+++ SELECTED EXTRACT

The cost of filing for PVR varies significantly by jurisdiction. National filings typically range from a few hundred to several thousand euros or dollars each, and you will also need to account for DUS examination fees, annual maintenance fees, and legal or agent costs. For breeders targeting major markets such as the EU, US, and key Southern Hemisphere countries, total protection costs across all territories can run into tens of thousands of dollars — which is why prioritizing your most commercially valuable markets is a critical part of any IP strategy.
What is the difference between protecting the variety name and protecting the variety itself?
The variety itself is protected through Plant Variety Rights (PVR), which controls who can propagate and commercially exploit the plant material. The variety name, or more precisely the commercial brand name used in marketing (such as Kanzi® or Morgana®), is protected through trademark registration. These are two separate but complementary layers of protection — PVR prevents unauthorized propagation, while the trademark prevents competitors from trading on your brand's reputation even after the PVR period expires.

++++++

**USING THE INFORMATION**
(A) Besides national filing fees, which costs does the plant variety protection FAQ say you must also account for?
(B) Please write out the portion of the plant variety protection FAQ starting at "The cost of" and ending at "any IP strategy.".
The items after this point come from a different source than the text above.

+++ EXTRACTED RECORDS

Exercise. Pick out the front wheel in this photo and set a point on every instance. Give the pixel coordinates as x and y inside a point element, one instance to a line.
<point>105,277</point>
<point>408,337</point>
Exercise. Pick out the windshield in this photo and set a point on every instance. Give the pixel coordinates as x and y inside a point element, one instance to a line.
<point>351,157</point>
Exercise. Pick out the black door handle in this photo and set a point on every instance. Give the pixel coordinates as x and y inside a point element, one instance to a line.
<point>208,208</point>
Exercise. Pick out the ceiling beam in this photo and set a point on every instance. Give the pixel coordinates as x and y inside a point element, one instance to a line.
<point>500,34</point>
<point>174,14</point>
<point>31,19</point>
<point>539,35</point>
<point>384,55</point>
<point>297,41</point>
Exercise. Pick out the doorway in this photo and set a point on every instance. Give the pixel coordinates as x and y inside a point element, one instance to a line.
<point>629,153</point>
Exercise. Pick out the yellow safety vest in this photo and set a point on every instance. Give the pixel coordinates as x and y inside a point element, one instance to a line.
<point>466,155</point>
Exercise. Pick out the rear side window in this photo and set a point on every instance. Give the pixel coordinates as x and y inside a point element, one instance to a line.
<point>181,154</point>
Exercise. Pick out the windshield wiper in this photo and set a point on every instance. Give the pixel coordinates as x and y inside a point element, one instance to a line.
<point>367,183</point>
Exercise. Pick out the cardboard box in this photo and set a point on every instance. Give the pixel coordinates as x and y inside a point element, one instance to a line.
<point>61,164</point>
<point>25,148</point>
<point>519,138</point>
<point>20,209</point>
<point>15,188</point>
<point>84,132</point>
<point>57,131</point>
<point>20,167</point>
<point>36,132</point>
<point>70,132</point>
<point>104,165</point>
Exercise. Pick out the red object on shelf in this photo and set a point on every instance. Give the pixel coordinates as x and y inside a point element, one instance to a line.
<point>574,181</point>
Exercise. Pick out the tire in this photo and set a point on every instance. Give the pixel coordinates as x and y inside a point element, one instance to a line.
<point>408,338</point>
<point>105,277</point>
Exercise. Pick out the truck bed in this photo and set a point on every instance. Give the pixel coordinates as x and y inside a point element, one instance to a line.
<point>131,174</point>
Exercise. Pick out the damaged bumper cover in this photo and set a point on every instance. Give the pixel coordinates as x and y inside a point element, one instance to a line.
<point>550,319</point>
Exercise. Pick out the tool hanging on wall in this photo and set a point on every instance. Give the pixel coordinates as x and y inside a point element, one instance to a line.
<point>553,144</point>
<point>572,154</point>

++++++

**ACTIVITY ANSWERS**
(A) DUS examination fees, annual maintenance fees, and legal or agent costs.

(B)
The cost of filing for PVR varies significantly by jurisdiction. National filings typically range from a few hundred to several thousand euros or dollars each, and you will also need to account for DUS examination fees, annual maintenance fees, and legal or agent costs. For breeders targeting major markets such as the EU, US, and key Southern Hemisphere countries, total protection costs across all territories can run into tens of thousands of dollars — which is why prioritizing your most commercially valuable markets is a critical part of any IP strategy.